--- BEGIN Information supplied ---

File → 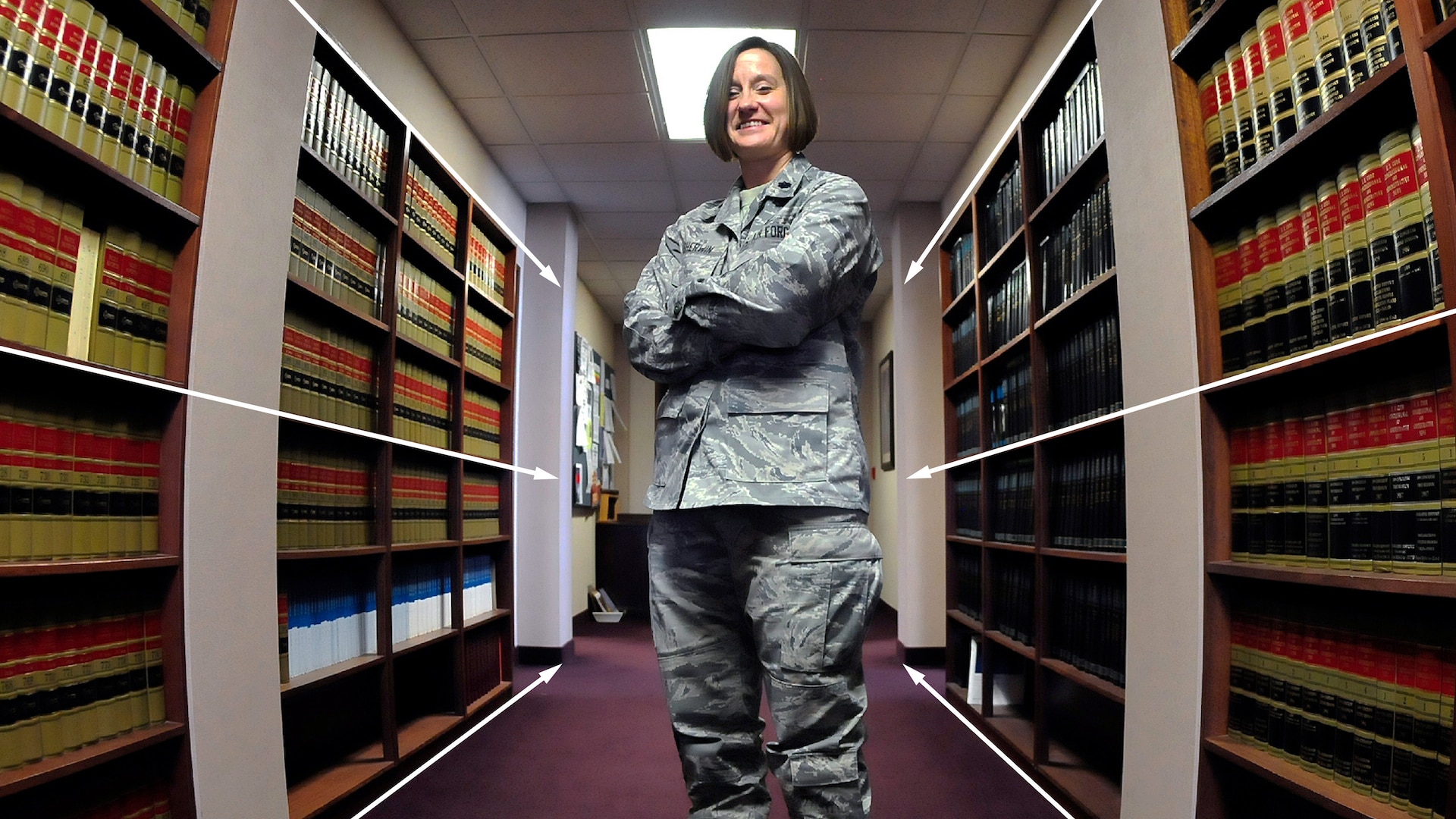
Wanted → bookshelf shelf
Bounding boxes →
[1034,267,1117,329]
[981,628,1037,661]
[0,721,187,799]
[288,275,389,334]
[1027,137,1106,224]
[1209,561,1456,599]
[280,654,384,698]
[393,628,459,659]
[0,555,182,577]
[945,609,986,634]
[1041,657,1127,705]
[1188,54,1415,239]
[0,105,202,245]
[1203,736,1410,819]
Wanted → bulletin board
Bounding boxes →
[571,334,620,507]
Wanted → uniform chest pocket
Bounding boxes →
[708,378,830,484]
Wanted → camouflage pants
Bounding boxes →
[648,506,881,819]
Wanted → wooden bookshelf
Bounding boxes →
[940,16,1125,819]
[1163,0,1456,819]
[0,0,234,819]
[278,38,517,819]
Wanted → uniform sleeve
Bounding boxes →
[682,177,881,347]
[622,224,739,383]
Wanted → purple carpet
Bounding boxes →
[370,612,1059,819]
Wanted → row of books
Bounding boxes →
[1198,0,1404,188]
[1041,58,1102,196]
[391,558,454,645]
[278,444,374,549]
[464,388,500,457]
[1044,567,1127,685]
[986,354,1032,447]
[278,571,378,682]
[951,463,983,538]
[1213,128,1446,373]
[990,554,1037,645]
[391,460,450,544]
[394,362,453,449]
[0,2,196,201]
[462,471,500,541]
[396,259,457,359]
[977,158,1025,259]
[951,233,975,297]
[1228,606,1456,816]
[0,595,166,771]
[278,309,375,430]
[0,403,162,563]
[464,221,505,305]
[403,158,460,268]
[986,261,1031,350]
[1040,182,1117,313]
[951,547,981,620]
[990,456,1037,545]
[463,555,495,620]
[1050,446,1127,552]
[1046,312,1122,427]
[303,60,391,207]
[1228,384,1456,574]
[464,305,505,381]
[288,179,384,318]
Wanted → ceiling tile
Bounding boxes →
[805,30,967,95]
[415,36,505,98]
[949,33,1032,96]
[808,0,986,31]
[581,210,679,240]
[926,95,1000,143]
[975,0,1054,35]
[804,140,919,179]
[384,0,469,39]
[514,93,657,144]
[632,0,802,28]
[900,179,949,202]
[516,182,570,202]
[597,239,660,264]
[541,141,670,182]
[489,144,555,182]
[814,93,940,141]
[910,143,971,182]
[481,30,646,96]
[560,182,674,210]
[665,140,738,187]
[456,96,532,146]
[454,0,632,35]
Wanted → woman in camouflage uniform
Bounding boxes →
[625,38,881,819]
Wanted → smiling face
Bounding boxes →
[728,48,792,163]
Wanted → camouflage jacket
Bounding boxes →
[623,156,883,510]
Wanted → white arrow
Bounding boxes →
[905,307,1456,481]
[354,664,560,819]
[0,347,556,481]
[902,666,1076,819]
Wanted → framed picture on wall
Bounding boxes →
[880,350,896,471]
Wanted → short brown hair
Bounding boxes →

--- END Information supplied ---

» **The request**:
Please copy word for word the part that opens with the line containing "Wanted → smiling face" and closes with the last line, both included.

» **Written response**:
Wanted → smiling face
Bounding boxes →
[728,48,792,163]
Wanted → camouflage jacket
Bounding boxes →
[623,156,883,510]
Wanted → white arrow
Bounding boxes →
[905,307,1456,481]
[354,664,560,819]
[0,347,556,481]
[902,666,1076,819]
Wanted → framed picture on wall
Bounding boxes →
[880,350,896,471]
Wanted → short brown hair
Bounding boxes →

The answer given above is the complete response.